-- start Input records --
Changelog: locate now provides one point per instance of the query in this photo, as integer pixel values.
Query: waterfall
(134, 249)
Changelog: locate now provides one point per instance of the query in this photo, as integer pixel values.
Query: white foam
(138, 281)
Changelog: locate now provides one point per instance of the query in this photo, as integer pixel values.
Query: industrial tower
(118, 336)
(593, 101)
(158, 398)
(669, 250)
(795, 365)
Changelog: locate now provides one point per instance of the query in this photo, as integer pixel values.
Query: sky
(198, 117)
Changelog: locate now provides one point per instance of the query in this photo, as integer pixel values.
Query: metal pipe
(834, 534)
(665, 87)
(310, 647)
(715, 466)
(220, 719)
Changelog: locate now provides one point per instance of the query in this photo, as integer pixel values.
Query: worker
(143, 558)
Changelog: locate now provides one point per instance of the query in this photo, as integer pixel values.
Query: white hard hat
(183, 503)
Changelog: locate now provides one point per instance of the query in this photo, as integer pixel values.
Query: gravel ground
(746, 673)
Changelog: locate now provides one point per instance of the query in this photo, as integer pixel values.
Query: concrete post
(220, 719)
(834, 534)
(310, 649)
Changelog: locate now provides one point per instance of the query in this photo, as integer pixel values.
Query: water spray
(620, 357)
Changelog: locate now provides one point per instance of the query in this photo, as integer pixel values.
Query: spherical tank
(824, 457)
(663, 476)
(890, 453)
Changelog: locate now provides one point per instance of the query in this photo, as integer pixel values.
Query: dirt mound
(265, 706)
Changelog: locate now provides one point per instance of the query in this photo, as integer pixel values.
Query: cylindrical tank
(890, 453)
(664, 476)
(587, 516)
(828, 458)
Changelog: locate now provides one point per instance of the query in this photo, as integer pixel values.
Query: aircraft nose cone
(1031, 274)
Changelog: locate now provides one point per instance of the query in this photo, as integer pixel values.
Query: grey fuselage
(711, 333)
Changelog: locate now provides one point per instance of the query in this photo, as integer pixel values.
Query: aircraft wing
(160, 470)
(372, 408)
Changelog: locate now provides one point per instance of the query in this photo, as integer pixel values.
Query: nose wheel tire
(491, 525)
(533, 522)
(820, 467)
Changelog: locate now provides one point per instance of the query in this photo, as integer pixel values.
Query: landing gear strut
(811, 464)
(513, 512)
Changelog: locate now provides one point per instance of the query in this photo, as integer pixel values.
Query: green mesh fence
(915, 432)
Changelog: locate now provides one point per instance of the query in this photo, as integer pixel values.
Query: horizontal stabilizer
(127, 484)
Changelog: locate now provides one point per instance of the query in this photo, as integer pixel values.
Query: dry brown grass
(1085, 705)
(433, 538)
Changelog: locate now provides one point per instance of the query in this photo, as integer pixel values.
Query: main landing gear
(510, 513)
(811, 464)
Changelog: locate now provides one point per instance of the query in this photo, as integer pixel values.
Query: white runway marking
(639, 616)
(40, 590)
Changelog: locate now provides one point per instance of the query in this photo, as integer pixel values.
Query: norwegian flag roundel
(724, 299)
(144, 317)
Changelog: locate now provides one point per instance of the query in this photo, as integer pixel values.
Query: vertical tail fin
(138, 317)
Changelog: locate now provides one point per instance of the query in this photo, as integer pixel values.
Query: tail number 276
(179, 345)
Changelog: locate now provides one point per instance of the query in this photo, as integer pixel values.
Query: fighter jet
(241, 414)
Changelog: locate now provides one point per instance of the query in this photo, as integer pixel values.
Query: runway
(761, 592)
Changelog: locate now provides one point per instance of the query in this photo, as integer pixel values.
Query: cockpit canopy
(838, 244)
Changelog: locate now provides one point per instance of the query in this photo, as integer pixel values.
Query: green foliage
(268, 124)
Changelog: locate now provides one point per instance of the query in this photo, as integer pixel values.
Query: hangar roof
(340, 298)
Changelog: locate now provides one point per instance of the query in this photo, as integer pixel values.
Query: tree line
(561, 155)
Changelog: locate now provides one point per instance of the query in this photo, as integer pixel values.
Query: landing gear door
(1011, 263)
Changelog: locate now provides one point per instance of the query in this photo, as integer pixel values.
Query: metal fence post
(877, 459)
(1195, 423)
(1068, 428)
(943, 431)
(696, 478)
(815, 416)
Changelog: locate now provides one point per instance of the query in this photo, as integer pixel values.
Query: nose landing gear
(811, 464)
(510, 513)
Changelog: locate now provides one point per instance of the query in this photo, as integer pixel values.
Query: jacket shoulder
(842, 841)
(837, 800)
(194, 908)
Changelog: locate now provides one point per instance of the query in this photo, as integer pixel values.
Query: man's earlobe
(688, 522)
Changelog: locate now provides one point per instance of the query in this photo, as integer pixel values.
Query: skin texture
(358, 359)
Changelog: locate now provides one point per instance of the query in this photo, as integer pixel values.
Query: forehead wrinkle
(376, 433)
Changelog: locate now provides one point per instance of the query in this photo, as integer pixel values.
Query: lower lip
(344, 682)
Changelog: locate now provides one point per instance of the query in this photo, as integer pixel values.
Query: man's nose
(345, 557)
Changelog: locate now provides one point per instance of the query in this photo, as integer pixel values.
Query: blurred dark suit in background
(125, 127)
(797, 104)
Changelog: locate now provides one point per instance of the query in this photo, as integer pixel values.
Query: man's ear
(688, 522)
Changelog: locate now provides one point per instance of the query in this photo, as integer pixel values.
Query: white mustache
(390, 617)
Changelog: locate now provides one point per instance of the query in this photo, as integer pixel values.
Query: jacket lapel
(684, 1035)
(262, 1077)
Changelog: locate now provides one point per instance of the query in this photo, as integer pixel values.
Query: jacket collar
-- end Input records --
**Task instructions**.
Retype the data exactly as given.

**Right answer**.
Changelog: locate now provides one point per instance of the query in this photo, as integer pixel values.
Query: waterfall
(134, 249)
Changelog: locate now provides one point per instance of the query in this photo, as integer pixel values.
Query: white foam
(138, 281)
Changelog: locate now provides one point per instance of the query in this photo, as integer pixel values.
Query: industrial tower
(118, 336)
(593, 101)
(158, 398)
(669, 250)
(795, 365)
Changelog: locate now provides one point per instance of the query in this photo, as integer pixel values.
Query: sky
(198, 117)
Changelog: locate now provides one point per instance of the query in this photo, as integer pixel values.
Query: metal pipe
(834, 534)
(665, 87)
(310, 647)
(715, 466)
(220, 719)
Changelog: locate now provides one point per instance of the query in this photo, as integer pixel values.
Query: worker
(143, 558)
Changelog: locate now provides one point per instance of the query in this photo, as integer pixel values.
Query: white hard hat
(183, 503)
Changelog: locate now provides one point per instance of the query in this photo, as integer pixel values.
Query: gravel ground
(746, 673)
Changelog: locate now provides one point per instance of the query in this photo, as integer pixel values.
Query: concrete post
(220, 719)
(834, 534)
(310, 649)
Changelog: locate now provides one point per instance of the query in this photo, as integer pixel values.
Query: water spray
(620, 357)
Changelog: locate now provides one point per instance of the query in this photo, as integer pixel values.
Query: spherical tank
(824, 457)
(663, 476)
(890, 453)
Changelog: locate now provides one point per instance of the query in this photo, as integer pixel values.
Query: dirt mound
(265, 706)
Changelog: locate now provides one point per instance of the query in this photo, as integer pixel values.
Query: cylindrical tank
(890, 453)
(664, 476)
(587, 516)
(828, 458)
Changelog: locate now provides one point per instance of the query in this photo, as integer pixel values.
Query: aircraft nose cone
(1031, 274)
Changelog: locate now provides one point per instance of the query in this photo, as integer pixel values.
Query: grey fuselage
(711, 333)
Changelog: locate now provides one point per instance of the query in this photo, as integer pixel values.
Query: aircraft wing
(160, 470)
(372, 408)
Changelog: locate now provides one point per instance of the query in this photo, as integer pixel values.
Query: nose wheel tire
(491, 525)
(533, 522)
(820, 467)
Changelog: locate now provides one point per instance of the query in this photo, as integer pixel values.
Query: landing gear strut
(811, 464)
(513, 512)
Changelog: locate now provides one point per instance of the query in this photo, as integer pixel values.
Query: green mesh fence
(915, 432)
Changelog: locate now provides one point per instance of the query in this photo, as integer pixel values.
Query: horizontal stabilizer
(127, 484)
Changelog: locate now provides one point per instance of the query in this photo, as integer pixel values.
Query: dry brown grass
(1085, 705)
(433, 538)
Changelog: locate now provides one point per instance of the query in this photo, as integer pixel values.
Query: main landing gear
(510, 513)
(811, 464)
Changelog: locate now provides one point per instance of the query in this photo, as integer pixel values.
Query: white runway marking
(639, 616)
(40, 590)
Changelog: locate now provides one point per instance of the query in this photo, as integer pixel values.
Query: norwegian flag roundel
(724, 299)
(144, 317)
Changelog: locate now provides one point per instance of the query in this photo, as integer pixel values.
Query: vertical tail fin
(138, 317)
Changelog: locate now provides one point per instance of the query in this photo, as integer pixel values.
Query: tail number 276
(179, 345)
Changelog: locate now provides one point per instance of the query in this photo, as integer pixel values.
Query: fighter jet
(241, 414)
Changelog: locate now provides one point per instance of the query in this photo, as integer pixel values.
Query: runway
(761, 592)
Changelog: locate now provides one point per instance of the query in this photo, as integer pixel values.
Query: cockpit canopy
(838, 244)
Changelog: locate now provides one point per instance of the query in this photo, as integer pixel values.
Query: green foliage
(268, 124)
Changelog: locate now provides one point per instance of the query in this photo, as integer pixel values.
Query: hangar roof
(340, 298)
Changelog: locate now provides one point per instance of the query in this photo, as integer pixel values.
Query: tree line
(561, 155)
Changelog: locate now provides one point per instance of the query in this photo, as integer pixel values.
Query: landing gear door
(1011, 263)
Changelog: locate now provides one point per instance of the query in this photo, as integer pixel values.
Query: metal fence post
(877, 459)
(1195, 423)
(1068, 428)
(943, 431)
(696, 478)
(815, 416)
Changelog: locate now provides one point per instance of the query in this photo, as integer pixel values.
Query: nose landing gear
(811, 464)
(510, 513)
Changelog: locate now provides one point per instance of the query in this photo, as integer pixel values.
Query: jacket shoulder
(842, 841)
(837, 800)
(194, 908)
Changelog: locate now provides one point per instance of the query in this photo, as integer pixel values.
Query: man's earlobe
(688, 522)
Changelog: locate now provides one point per instance of the query in this photo, as integer pixel values.
Query: skin texture
(358, 359)
Changelog: locate now provides one point per instance of the query in this photo, as integer pixel values.
Query: forehead wrinkle
(376, 433)
Changelog: locate now provides one point per instance of the query in this photo, as integer pixel values.
Query: lower lip
(344, 682)
Changelog: locate now provides one point per instance of the query in this photo, as integer pixel values.
Query: man's nose
(345, 557)
Changelog: locate now provides one point per instance of the query in this photo, as integer pixel values.
Query: blurred dark suit in background
(125, 127)
(797, 104)
Changelog: locate now provides one point per instance of the query in this photo, as integer pixel values.
Query: man's ear
(688, 522)
Changelog: locate now provides one point per instance of the query in this photo, as integer pixel values.
Query: white mustache
(390, 617)
Changelog: locate now provides one point per instance of the query in this photo, as integer pixel values.
Query: jacket lapel
(684, 1035)
(262, 1077)
Changelog: locate now provides one point per instance of the query in this photo, as integer pixel values.
Query: jacket collar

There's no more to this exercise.